Collected data entries
..............................
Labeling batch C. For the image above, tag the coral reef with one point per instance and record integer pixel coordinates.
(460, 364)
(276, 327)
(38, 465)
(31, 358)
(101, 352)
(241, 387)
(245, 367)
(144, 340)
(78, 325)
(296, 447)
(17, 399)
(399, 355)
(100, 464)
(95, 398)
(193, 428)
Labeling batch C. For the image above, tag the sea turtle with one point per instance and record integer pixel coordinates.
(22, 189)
..............................
** What to do **
Every line above should be transcribed exactly.

** Answer area **
Labeling batch C. For the image above, tag the coral reef with one point per instance and record integer pixel coordinates.
(460, 364)
(276, 327)
(38, 465)
(31, 358)
(101, 352)
(241, 387)
(245, 367)
(144, 340)
(78, 325)
(296, 447)
(17, 399)
(399, 355)
(100, 464)
(95, 398)
(193, 428)
Labeling batch C. For the image above, tag the sea turtle with one point per instance and record integer pixel coordinates.
(22, 189)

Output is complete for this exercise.